• _PASSAGE TO READ_
·····
Droplet interface bilayers

Abstract

Droplet interface bilayers (DIBs) provide a superior platform for the biophysical analysis of membrane proteins. The versatile DIBs can also form networks, with features that include built-in batteries and sensors.

FIG. 1

Origins of droplet interface bilayers. (a) Notes made soon after the meeting in 2005 showing possibilities including droplet networks. “Not much to it really, GMO/squalene and just make the micro or milli droplets, touch together and see if there’s a bilayer”, David Needham. (b) Device made by Tsofina and colleagues, and published in 1966, in which a bilayer is formed between two aqueous compartments in heptane containing phospholipids. Reprinted by permission from Macmillan Publishers Ltd: Nature 1966, 212, 681–683, copyright 1966.

FIG. 2

Methods of bilayer formation: old versus new. (a) Montal-Mueller (MM) bilayers are created by folding the leaflets of two air/water lipid monolayers across an aperture ~100 μm in diameter in a Teflon film (typically 25-μm thick). This process takes minutes to learn but months to master. (b) By contrast, monolayers surrounding two droplets spontaneously snap together when brought into proximity. (c) By hanging the droplets on movable electrodes, droplet interface bilayers (DIB) can be made and pulled apart repeatedly. Conveniently, precise movement of one droplet with a micromanipulator also allows modulation of the bilayer area while the droplets are joined. These droplets are about 700 μm in diameter.
·····
• _INFORMATION SHOWN_
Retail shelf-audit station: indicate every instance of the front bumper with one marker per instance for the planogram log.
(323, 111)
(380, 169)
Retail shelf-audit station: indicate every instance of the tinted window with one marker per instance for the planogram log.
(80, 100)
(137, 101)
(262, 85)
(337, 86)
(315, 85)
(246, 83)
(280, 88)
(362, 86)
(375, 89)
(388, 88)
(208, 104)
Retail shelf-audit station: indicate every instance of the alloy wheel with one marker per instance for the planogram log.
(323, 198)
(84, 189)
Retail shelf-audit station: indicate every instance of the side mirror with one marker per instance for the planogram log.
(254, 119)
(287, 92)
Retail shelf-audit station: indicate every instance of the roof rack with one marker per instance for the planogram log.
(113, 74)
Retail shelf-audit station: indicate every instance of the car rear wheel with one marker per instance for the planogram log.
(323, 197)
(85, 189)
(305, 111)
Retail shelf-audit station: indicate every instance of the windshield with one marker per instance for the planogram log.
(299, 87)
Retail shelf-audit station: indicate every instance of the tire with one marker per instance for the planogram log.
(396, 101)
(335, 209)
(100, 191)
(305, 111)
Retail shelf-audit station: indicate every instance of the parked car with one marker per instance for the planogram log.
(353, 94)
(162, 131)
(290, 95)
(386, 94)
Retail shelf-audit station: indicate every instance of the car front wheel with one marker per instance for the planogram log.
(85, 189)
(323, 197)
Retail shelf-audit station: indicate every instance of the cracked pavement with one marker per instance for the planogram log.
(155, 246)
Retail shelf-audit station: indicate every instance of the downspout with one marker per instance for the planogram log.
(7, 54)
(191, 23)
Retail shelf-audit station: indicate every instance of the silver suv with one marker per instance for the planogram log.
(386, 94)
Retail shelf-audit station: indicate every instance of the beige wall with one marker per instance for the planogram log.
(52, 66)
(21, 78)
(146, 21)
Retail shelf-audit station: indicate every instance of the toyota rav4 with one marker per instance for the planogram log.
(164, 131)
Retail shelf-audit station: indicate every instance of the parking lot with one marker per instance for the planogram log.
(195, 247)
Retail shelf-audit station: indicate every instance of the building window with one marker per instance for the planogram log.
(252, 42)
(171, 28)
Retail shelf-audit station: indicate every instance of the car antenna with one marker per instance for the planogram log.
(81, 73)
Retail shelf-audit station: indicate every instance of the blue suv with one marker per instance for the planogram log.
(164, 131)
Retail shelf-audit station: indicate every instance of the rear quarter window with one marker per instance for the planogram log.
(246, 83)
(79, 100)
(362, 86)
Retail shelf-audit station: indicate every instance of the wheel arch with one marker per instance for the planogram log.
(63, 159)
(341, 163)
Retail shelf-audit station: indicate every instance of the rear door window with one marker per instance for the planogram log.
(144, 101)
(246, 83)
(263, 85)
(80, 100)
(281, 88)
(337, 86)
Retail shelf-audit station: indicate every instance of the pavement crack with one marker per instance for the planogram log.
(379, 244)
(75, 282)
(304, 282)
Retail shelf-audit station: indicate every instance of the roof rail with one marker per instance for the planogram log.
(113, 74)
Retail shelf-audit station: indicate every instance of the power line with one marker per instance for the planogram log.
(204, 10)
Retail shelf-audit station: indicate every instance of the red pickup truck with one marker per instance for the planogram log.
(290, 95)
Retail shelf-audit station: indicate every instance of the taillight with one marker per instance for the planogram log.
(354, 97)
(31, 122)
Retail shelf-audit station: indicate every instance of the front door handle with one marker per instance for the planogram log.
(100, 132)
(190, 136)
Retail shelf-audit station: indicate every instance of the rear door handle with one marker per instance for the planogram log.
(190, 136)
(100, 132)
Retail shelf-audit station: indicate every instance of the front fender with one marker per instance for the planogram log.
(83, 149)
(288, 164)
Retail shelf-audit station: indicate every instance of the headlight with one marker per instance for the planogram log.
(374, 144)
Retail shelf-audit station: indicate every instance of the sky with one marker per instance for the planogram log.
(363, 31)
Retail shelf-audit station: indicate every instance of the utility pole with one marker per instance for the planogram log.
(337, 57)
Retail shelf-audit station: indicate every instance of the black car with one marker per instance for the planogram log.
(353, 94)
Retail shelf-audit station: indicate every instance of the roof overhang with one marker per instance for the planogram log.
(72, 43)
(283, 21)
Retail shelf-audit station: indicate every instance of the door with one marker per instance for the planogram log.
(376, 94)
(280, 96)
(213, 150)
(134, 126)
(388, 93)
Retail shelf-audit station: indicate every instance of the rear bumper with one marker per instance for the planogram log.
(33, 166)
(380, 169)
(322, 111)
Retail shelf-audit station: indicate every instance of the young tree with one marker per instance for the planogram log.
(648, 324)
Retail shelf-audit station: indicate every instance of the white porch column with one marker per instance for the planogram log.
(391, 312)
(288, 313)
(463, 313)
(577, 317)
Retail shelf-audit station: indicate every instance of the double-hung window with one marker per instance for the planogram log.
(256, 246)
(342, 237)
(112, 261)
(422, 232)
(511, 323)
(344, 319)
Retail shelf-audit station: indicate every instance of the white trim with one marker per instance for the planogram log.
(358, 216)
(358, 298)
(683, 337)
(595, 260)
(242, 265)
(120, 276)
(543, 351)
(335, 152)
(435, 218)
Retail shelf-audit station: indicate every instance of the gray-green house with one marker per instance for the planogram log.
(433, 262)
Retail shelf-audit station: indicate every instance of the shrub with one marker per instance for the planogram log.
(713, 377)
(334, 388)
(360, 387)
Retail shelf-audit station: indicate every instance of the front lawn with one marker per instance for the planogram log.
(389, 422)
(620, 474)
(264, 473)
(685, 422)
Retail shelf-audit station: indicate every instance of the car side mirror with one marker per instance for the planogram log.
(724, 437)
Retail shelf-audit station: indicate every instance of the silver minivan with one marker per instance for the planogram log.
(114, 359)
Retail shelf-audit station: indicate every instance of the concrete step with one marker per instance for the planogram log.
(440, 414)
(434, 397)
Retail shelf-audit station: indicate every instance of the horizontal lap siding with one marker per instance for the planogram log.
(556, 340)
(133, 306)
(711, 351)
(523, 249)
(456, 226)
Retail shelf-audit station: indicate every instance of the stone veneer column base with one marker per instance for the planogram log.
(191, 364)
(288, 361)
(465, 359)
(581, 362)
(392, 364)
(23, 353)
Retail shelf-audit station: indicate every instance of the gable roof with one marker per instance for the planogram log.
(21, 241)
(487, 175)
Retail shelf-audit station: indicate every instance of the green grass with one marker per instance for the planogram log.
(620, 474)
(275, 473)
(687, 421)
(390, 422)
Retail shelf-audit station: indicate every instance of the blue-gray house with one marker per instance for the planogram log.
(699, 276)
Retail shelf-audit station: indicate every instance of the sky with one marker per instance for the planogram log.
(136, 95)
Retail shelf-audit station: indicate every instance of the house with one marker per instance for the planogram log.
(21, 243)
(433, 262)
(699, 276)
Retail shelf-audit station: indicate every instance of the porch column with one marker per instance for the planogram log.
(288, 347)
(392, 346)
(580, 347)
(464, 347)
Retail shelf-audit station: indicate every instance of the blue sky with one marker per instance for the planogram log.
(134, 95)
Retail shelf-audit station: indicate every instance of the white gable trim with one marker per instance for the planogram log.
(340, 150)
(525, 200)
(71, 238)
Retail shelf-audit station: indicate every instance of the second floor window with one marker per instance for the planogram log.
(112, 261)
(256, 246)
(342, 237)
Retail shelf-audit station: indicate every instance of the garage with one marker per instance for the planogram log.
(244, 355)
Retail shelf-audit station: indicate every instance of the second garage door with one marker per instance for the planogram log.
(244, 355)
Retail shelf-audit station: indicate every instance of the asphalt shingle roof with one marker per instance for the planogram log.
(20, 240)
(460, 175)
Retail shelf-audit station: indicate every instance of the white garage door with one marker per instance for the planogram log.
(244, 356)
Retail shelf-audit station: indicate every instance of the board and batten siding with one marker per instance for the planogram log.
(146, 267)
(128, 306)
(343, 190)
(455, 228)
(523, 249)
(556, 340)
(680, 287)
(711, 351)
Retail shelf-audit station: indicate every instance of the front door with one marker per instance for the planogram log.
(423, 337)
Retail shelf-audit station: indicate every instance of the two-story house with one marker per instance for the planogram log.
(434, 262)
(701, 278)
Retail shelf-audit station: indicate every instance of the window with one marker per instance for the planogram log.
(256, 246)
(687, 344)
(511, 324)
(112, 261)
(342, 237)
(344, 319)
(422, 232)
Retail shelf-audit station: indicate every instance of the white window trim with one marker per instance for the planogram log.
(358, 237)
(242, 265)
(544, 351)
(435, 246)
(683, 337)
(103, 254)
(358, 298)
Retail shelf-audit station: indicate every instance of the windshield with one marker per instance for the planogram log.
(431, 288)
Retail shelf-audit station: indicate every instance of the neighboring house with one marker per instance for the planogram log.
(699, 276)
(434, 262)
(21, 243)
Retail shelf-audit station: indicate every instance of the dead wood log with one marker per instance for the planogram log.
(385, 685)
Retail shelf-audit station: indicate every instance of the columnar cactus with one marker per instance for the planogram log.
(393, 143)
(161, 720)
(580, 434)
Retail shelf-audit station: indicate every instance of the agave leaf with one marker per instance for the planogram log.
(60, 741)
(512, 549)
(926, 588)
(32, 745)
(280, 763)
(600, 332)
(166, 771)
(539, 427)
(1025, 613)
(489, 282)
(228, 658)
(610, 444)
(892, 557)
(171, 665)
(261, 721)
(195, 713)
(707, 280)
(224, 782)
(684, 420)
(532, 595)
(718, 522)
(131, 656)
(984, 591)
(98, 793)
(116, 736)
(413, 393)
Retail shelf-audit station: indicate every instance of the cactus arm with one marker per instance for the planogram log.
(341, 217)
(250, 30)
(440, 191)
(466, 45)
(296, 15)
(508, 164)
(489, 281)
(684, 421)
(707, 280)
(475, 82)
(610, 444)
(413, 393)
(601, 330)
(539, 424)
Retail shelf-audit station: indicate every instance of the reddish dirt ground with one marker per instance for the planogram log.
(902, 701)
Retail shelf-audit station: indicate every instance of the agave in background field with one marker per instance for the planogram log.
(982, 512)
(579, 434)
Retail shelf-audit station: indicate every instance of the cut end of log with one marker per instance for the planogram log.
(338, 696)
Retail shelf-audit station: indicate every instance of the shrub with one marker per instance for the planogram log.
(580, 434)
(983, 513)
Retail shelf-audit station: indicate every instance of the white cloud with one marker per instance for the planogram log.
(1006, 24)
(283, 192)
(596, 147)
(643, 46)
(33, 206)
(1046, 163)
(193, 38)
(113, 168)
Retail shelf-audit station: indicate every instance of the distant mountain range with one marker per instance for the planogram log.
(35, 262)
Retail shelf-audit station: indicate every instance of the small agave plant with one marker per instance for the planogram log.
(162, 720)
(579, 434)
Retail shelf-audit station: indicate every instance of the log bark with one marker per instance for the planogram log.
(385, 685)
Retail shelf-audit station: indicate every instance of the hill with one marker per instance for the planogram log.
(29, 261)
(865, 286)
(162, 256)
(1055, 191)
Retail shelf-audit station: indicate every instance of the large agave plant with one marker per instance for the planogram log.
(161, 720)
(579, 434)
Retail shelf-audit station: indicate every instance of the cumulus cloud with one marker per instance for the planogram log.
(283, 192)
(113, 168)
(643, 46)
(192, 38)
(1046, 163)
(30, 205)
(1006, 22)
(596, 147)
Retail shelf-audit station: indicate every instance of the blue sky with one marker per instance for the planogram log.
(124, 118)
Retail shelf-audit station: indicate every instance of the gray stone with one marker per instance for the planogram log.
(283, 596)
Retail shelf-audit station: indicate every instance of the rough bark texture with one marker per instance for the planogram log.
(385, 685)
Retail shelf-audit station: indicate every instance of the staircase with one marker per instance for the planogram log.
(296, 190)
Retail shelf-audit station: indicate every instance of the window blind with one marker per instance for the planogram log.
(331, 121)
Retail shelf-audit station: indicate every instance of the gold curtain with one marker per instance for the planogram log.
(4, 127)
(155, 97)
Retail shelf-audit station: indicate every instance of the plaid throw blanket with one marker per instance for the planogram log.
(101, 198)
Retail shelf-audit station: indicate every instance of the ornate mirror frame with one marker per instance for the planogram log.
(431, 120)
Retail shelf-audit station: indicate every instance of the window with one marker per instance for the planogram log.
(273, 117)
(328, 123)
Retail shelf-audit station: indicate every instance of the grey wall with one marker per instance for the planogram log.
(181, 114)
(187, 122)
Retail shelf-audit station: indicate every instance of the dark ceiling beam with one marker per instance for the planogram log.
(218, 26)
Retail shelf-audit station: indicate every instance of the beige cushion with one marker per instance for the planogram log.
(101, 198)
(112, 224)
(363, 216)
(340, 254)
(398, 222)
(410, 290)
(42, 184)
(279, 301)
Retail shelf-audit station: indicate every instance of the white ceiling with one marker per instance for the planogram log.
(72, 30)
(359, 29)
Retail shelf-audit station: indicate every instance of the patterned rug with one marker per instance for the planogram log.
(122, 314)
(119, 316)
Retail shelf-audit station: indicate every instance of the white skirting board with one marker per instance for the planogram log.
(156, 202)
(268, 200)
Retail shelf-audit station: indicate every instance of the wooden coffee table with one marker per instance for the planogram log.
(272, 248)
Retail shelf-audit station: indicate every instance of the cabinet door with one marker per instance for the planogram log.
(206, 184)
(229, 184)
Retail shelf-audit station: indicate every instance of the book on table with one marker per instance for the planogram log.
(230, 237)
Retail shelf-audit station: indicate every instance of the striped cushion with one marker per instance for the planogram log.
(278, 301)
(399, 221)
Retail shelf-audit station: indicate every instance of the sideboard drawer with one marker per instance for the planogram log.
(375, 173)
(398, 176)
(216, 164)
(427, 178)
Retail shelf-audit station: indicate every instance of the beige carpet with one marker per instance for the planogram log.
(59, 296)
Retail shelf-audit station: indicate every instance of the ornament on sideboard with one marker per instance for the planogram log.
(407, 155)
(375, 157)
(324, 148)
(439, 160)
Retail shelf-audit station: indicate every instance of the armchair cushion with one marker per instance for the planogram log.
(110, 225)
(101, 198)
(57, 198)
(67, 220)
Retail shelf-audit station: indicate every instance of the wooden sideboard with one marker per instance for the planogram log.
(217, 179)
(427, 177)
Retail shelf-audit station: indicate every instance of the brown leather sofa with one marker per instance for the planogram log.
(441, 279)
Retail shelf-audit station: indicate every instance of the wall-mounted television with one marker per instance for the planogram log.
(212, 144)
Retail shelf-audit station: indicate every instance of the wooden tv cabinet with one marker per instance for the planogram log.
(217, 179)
·····
• _TASK STATEMENT_
For each statement, say yes or no depending on whether it agrees with the text on droplet interface bilayers, and quote the words from that text that decide it.
1. Montal-Mueller bilayers are formed across an opening about 100 μm wide.
2. The device made by Tsofina and colleagues was published in 2005.
3. The droplets hung on movable electrodes are about 700 μm across.
The material is separate from the text on droplet interface bilayers.

• _THE ANSWER_
1. Yes: "across an aperture ~100 μm in diameter in a Teflon film"
2. No: "published in 1966"
3. Yes: "These droplets are about 700 μm in diameter."